Case of the students from Roudnice n. L.
In June 2012 it will have been already 70 years since a group of 84 students, boys and girls from Roudnice nad Labem, appeared among the inmates of the Gestapo police prison in the Small Fortress. Let us view the events of that time.
The school year of 1941/1942 was the third year of the war. As we can read in the chronicle of the grammar school at Roudnice, that year was again full of anomalies – long winter holidays, changes in curriculum, lack of textbooks. In the main summer holidays students became involved in agricultural work. The chronicler recorded changes in the general direction of the grammar school didactic aims, which mostly concentrated on “practical life“ and orientation of Protectorate youth towards the Empire. The number of German language lessons increased while teaching and marking history had been stopped before, etc. To become familiar with daily news, the school subscribed to the German daily Der Neue Tag, and Die Wehrmacht and Böhmen und Mahren magazines. Portraits of prominent German and Czech men were decorating the corridors and classrooms. Strict discipline was required, and political talks of both professors and students were strictly prohibited. The school got much involved in collecting activities again.
In early 1942, an Oberlandrat order led to the establishment of anti-aircraft defence with 50 members – professors and students. The winter holidays were really long and lasted up to 3rd March 1942. Therefore in February it was eventually decided to call students once a week to school, assign homework and keep checking it.
The Spring brought two new anniversaries observed only since 1939: 15th March – Establishment of the Protectorate of Bohemia and Moravia, and 20th April – Hitler’s birthday.
On 27th May, on the day of Reinhard Heydrich’s assassination, there were final oral examinations going on in the school. After Heydrich’s death, the headmaster along with the board of professors sent a letter to the Minister of Education, in which they expressed deep regrets about that shameful act and assurances of loyalty to the government.
The main intention of the Nazi was to gradually eliminate the intelligentsia of the nation, including the youth. In the autumn of 1939 colleges were shut down, the number of secondary schools was reduced, schools were being closed, and the quantity of school students was decreasing. The nation was terrorized by all means. After the assassination of Heydrich, succession of actions and measures against the Czech population began, and even young people did not escape persecution.
On 20th June 1942, on the basis of fabricated charges, a total of 84 young people including 16 girls were arrested in two schools at Roudnice – the State Real Grammar School and the Higher Technical College. Students were accused of planning an attack on Alfred Bauer, the head teacher of German primary school at Roudnice nad Labem, an active Nazi. In addition, students were suspected of being a resistance organization, and students of the technical college allegedly led debates against the empire and greeted each other with „clenched fist“.

Material supplied:
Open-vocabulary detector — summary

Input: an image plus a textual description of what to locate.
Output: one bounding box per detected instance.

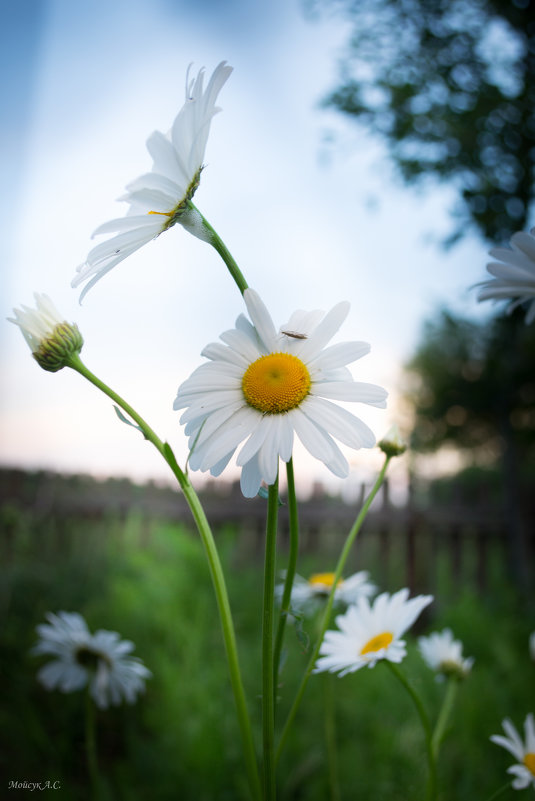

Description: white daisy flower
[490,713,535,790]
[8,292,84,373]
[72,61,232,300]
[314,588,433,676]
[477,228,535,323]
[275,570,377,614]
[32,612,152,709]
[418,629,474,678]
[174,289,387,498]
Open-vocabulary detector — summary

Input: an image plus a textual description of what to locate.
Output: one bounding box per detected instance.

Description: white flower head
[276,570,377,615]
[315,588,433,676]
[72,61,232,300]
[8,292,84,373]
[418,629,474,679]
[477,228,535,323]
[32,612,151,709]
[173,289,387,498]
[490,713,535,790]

---

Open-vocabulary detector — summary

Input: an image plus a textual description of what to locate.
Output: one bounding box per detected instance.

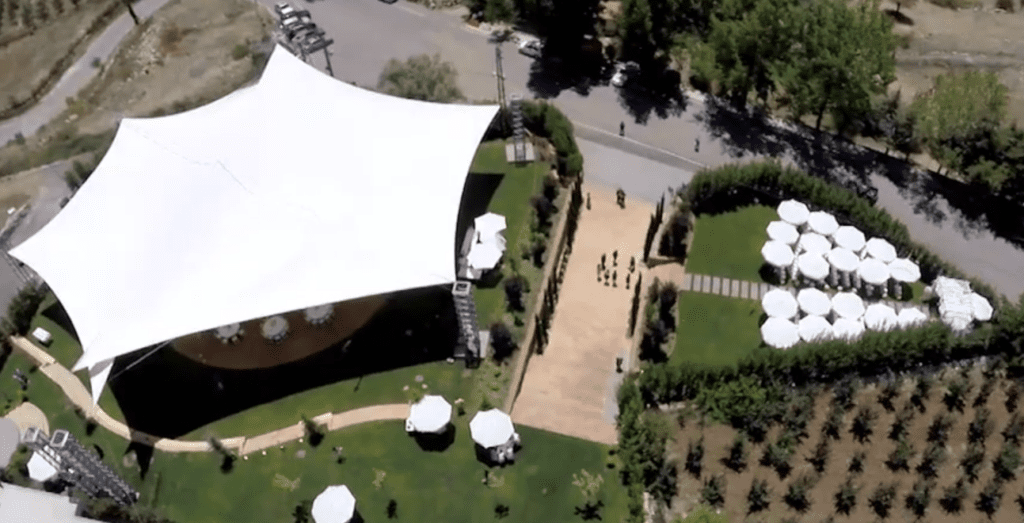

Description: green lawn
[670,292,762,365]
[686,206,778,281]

--

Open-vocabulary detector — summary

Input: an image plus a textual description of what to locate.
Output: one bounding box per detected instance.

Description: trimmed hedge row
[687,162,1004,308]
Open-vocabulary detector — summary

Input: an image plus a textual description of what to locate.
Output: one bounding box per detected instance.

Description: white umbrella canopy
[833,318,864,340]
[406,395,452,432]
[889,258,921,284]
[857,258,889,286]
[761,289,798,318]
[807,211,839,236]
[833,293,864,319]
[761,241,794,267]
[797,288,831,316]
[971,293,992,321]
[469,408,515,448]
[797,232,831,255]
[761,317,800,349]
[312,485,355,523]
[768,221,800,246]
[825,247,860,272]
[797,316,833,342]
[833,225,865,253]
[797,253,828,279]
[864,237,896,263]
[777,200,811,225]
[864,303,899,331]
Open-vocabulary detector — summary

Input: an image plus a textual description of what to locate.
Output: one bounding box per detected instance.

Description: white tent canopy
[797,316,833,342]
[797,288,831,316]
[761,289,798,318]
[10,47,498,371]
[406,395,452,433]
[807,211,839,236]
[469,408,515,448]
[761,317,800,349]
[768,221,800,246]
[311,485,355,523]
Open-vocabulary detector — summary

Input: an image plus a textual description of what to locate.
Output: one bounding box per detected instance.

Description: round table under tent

What to do:
Answer these questions from the text about the Roudnice students:
(a) Which German daily newspaper did the grammar school subscribe to?
(b) Until what date did the winter holidays of 1942 last?
(c) How many of the 84 young people arrested on 20th June 1942 were girls?
The entries have no connection to the text about the Roudnice students.

Response to the exercise:
(a) Der Neue Tag
(b) 3rd March 1942
(c) 16